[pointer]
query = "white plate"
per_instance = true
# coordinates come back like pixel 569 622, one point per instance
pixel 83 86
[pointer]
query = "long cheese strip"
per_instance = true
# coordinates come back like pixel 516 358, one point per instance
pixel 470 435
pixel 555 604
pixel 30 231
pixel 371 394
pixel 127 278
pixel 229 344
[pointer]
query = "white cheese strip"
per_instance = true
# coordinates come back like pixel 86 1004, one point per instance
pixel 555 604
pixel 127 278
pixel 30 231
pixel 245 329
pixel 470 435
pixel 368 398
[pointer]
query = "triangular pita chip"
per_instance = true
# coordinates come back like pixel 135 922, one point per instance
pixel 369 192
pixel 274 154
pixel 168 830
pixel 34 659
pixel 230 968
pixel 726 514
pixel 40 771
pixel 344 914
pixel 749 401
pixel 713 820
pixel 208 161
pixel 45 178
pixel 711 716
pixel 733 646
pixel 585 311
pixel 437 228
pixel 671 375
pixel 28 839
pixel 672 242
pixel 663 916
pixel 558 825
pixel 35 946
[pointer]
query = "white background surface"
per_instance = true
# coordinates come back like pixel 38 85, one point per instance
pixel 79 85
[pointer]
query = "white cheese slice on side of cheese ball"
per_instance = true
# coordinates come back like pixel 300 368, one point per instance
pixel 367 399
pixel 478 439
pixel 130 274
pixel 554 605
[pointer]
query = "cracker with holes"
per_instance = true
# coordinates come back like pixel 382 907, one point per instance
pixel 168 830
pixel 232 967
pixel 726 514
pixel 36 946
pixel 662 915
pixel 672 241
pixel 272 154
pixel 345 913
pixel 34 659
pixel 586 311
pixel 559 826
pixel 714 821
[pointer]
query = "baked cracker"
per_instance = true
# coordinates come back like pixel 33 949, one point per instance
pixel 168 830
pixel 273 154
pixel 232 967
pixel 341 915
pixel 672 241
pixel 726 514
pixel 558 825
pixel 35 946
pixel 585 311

_Instructions for the task_
Repeat the records. Match them exactly.

_Answer for this exercise_
[pointer]
query = "white plate"
per_instance = true
# coordinates come back like pixel 569 622, one point per instance
pixel 83 86
[pointer]
query = "long cheese strip"
per_instance = true
# coordinates come back like pixel 516 358, one point per instance
pixel 470 435
pixel 555 604
pixel 30 231
pixel 371 394
pixel 127 278
pixel 229 344
[pointer]
query = "white cheese strip"
per_instance = true
# coordinates come back like pixel 86 1004, one point per instance
pixel 555 604
pixel 127 278
pixel 30 231
pixel 245 329
pixel 470 435
pixel 368 398
[pointer]
query = "triangular pita chip"
per_instance = true
# coordinates come back like pixel 135 922, one point per instance
pixel 369 192
pixel 274 154
pixel 168 830
pixel 34 659
pixel 230 968
pixel 726 514
pixel 40 771
pixel 344 914
pixel 749 401
pixel 713 820
pixel 208 161
pixel 45 178
pixel 711 716
pixel 733 646
pixel 585 311
pixel 437 228
pixel 671 375
pixel 28 839
pixel 672 242
pixel 663 916
pixel 558 825
pixel 35 946
[pointer]
query = "white background surface"
per_instance = true
# coordinates come back like pixel 38 85, one point per instance
pixel 79 85
[pointer]
query = "white cheese slice on side of cheese ball"
per_instance = true
# coordinates come back like pixel 300 368, one point per instance
pixel 367 399
pixel 478 439
pixel 130 274
pixel 554 605
[pointer]
query = "cracker with holes"
per_instance = true
# coordinates come back like pixel 382 907, one point per instance
pixel 168 830
pixel 232 967
pixel 726 514
pixel 36 946
pixel 662 915
pixel 672 241
pixel 272 154
pixel 345 913
pixel 34 659
pixel 586 311
pixel 559 826
pixel 714 821
[pointer]
query = "baked cracker"
per_instance = true
# coordinates come back like pixel 33 949, one point per instance
pixel 168 830
pixel 273 154
pixel 232 967
pixel 341 915
pixel 672 241
pixel 726 514
pixel 558 825
pixel 35 946
pixel 585 311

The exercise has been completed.